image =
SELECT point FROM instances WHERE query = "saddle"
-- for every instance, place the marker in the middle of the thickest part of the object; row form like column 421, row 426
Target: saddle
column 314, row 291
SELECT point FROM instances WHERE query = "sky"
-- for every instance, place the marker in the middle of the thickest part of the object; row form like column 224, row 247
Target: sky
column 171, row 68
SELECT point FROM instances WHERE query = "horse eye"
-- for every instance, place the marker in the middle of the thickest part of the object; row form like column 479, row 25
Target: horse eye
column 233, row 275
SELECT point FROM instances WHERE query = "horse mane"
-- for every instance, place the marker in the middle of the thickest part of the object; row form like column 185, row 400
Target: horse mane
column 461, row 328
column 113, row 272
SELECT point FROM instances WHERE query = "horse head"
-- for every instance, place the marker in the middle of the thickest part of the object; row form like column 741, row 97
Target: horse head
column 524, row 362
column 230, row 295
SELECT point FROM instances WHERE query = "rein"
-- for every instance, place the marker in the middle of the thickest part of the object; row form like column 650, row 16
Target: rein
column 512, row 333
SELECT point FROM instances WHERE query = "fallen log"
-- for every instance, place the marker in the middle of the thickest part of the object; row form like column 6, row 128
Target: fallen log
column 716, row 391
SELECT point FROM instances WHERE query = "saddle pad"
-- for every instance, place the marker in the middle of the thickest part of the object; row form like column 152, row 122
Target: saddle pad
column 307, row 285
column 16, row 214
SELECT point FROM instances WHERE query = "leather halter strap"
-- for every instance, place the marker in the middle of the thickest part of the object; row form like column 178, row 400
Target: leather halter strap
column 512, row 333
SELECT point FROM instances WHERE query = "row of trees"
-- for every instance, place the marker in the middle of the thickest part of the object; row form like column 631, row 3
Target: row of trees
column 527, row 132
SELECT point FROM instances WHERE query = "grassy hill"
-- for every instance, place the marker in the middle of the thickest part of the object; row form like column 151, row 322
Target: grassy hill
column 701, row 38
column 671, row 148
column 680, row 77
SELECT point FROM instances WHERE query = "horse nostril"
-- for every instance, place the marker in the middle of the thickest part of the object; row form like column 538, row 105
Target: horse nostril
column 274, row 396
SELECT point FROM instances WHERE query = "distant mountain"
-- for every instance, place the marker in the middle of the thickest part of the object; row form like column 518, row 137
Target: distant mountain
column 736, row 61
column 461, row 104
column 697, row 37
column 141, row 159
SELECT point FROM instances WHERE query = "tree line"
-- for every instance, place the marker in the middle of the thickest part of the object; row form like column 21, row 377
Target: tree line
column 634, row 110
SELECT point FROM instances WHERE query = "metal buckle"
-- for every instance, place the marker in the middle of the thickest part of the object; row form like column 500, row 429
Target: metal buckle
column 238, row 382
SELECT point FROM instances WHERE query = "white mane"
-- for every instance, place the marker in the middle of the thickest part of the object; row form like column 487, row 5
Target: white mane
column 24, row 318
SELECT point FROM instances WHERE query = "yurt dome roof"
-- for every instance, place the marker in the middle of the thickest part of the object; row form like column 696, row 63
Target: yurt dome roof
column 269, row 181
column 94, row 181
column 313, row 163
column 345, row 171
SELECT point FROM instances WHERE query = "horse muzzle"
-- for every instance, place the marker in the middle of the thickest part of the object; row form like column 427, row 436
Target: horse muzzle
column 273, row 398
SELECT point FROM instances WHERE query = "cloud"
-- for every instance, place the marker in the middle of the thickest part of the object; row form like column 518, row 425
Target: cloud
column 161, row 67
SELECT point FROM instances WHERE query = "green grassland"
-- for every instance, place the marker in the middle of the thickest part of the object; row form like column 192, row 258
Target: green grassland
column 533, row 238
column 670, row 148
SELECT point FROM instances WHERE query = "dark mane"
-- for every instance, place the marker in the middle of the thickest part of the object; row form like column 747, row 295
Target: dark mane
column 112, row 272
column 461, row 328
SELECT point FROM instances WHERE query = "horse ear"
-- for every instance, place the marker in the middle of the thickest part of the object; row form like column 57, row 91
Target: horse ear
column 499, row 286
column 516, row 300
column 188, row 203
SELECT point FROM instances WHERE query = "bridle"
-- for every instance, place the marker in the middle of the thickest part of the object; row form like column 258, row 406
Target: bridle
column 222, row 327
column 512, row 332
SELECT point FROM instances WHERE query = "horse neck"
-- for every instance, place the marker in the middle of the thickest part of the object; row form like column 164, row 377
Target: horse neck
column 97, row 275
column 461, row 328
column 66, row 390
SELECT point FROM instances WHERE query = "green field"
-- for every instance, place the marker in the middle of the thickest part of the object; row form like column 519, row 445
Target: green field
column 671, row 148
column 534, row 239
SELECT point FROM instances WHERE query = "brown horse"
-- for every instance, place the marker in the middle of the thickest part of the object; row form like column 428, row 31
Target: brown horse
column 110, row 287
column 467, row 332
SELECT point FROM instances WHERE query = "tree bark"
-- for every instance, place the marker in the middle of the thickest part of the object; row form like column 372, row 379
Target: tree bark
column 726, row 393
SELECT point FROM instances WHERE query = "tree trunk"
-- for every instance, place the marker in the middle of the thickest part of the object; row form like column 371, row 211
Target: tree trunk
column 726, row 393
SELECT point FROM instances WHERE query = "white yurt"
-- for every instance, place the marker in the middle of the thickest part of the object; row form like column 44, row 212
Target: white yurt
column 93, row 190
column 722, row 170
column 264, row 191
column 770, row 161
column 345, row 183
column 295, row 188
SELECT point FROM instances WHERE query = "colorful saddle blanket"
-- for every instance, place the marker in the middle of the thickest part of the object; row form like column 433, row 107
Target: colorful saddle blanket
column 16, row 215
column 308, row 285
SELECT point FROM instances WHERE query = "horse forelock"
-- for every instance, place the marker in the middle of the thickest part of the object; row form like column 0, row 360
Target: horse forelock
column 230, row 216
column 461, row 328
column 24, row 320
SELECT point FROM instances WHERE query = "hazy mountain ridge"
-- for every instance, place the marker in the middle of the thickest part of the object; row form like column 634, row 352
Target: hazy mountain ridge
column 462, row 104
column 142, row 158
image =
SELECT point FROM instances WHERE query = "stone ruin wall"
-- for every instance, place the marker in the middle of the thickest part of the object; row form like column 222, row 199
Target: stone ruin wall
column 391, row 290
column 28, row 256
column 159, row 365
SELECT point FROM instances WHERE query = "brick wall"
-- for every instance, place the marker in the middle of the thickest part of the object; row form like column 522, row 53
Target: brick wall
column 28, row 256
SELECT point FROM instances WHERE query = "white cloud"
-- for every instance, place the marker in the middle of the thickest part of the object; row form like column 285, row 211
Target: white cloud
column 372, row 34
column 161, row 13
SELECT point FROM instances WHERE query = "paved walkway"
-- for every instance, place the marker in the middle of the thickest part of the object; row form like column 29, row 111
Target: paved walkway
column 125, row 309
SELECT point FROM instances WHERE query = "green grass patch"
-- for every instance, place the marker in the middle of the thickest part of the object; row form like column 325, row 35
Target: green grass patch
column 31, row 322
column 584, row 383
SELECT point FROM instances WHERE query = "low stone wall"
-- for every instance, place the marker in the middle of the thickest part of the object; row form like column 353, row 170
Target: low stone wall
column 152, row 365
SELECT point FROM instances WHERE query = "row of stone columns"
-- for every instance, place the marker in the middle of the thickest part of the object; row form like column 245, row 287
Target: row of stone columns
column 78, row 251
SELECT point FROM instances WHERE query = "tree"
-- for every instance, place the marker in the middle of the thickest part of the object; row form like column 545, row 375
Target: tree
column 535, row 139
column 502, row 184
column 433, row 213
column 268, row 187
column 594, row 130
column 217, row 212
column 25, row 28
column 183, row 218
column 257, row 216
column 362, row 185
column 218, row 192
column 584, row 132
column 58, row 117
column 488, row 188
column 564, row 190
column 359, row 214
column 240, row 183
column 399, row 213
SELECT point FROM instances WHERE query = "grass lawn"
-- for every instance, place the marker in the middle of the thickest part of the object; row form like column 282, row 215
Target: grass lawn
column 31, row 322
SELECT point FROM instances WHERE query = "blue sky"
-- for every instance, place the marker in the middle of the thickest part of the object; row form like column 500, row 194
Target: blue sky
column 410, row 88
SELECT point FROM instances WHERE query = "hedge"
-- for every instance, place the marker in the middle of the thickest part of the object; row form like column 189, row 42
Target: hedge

▬▬▬▬▬▬▬▬▬▬

List each line of the material above that contains the string "ruin".

→ WORKED SOLUTION
SELECT point FROM instances WHERE query = "stone ruin wall"
Target: stone ruin wall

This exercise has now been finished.